[Items drawn from a data source]
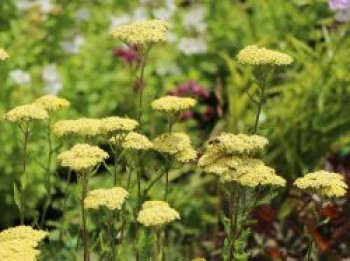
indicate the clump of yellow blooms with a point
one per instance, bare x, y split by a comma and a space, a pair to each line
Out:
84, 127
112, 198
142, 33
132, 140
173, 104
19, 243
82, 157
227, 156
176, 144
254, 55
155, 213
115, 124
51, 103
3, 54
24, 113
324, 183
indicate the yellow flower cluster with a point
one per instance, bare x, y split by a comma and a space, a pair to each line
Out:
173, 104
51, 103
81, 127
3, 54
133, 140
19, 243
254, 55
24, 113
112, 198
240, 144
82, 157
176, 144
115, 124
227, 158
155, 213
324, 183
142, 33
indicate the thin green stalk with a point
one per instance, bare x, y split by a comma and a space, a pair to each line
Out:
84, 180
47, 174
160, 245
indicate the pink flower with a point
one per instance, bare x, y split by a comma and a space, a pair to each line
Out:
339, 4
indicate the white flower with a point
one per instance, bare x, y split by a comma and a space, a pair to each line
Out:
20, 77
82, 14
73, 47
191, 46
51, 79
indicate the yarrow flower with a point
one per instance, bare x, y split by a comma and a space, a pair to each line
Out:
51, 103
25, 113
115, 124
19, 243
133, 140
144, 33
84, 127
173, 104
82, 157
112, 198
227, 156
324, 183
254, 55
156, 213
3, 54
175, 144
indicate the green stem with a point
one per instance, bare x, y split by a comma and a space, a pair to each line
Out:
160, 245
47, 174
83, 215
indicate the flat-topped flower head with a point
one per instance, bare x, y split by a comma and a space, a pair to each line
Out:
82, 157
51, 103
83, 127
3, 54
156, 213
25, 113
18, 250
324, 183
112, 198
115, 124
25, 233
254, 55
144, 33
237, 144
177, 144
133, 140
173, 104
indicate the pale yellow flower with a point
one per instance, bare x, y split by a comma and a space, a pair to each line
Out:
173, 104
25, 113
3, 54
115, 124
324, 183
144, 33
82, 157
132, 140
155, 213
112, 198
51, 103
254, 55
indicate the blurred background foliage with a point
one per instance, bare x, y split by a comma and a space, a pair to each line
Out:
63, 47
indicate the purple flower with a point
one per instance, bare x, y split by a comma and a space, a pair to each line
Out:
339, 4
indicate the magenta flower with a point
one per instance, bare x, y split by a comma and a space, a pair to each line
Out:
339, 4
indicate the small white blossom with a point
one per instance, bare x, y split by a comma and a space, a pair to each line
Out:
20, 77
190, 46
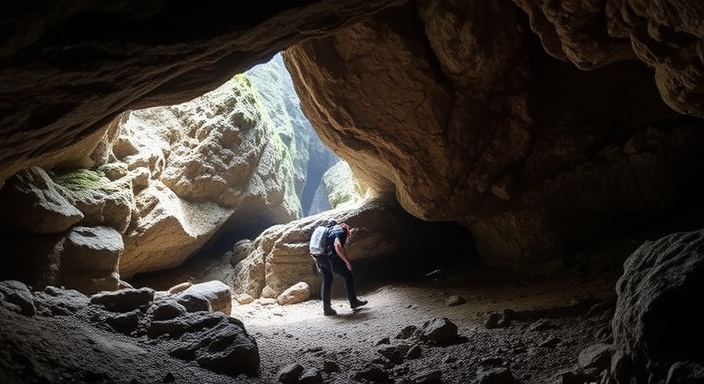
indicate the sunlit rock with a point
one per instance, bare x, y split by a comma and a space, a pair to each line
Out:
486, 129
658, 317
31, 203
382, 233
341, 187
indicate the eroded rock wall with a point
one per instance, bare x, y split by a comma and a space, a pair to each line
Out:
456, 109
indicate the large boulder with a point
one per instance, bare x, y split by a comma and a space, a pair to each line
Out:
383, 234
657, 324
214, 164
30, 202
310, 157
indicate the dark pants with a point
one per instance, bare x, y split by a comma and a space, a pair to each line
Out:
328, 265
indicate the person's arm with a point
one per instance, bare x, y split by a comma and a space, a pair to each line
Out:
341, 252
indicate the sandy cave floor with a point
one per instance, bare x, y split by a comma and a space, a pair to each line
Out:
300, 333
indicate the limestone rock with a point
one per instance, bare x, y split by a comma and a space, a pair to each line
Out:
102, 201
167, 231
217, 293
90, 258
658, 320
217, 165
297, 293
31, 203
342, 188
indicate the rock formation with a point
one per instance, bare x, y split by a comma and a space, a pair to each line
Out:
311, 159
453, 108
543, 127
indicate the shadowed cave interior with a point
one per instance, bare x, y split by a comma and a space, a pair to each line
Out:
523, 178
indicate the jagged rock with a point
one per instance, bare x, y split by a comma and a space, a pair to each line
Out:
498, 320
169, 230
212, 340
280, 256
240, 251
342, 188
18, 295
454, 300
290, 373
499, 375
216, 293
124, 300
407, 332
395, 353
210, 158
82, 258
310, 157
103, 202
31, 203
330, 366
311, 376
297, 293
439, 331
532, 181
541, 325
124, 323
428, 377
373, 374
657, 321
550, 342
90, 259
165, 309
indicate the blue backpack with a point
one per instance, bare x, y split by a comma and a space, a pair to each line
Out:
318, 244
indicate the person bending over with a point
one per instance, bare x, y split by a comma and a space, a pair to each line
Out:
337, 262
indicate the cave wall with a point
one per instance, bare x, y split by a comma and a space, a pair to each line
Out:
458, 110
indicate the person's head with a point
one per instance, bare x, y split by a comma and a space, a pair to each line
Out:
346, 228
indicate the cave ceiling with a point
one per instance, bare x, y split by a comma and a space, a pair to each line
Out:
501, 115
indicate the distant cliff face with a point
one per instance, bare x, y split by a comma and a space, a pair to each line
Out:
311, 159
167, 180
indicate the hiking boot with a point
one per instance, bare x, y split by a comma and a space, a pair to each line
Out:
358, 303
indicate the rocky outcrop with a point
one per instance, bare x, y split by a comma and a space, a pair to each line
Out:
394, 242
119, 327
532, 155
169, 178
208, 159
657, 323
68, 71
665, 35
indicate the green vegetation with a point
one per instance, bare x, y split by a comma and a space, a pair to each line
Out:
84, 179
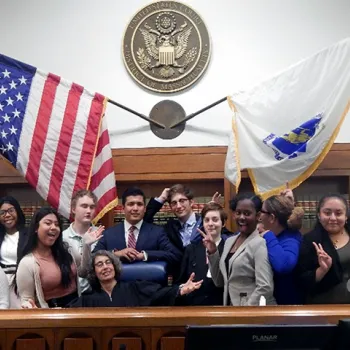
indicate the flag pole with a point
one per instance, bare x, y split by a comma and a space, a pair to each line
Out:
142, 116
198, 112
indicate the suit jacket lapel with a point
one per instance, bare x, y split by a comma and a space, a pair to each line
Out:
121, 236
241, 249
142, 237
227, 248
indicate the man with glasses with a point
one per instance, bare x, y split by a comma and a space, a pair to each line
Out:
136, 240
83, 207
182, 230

Task requirements —
Arrange the lines as a JSON list of strings, one string per line with blank lines left out, starting at the line containing "indicate the green vegetation with a point" and ending at the final line above. Leave the pictures out of the list.

Written response —
[
  "indicate the green vegetation with a point",
  "one per instance, bare x, y split by a comma and a space, a pair to each line",
  "Out:",
  "84, 179",
  "indicate the flag pole with a point",
  "one per instance, bare x, y split by a comma and a space, a pair to each line",
  "Out:",
  "142, 116",
  "198, 112",
  "indicate the suit jacket lapel with a point",
  "one per instance, bare x, y split by a comma and a space, a pair to each line",
  "Out:",
  "121, 236",
  "241, 249",
  "142, 237",
  "227, 248",
  "indicate the man with glasses with a point",
  "one per instance, bare x, y split by a comma and a space, a pair to each line",
  "Out:",
  "136, 240",
  "83, 207",
  "182, 230"
]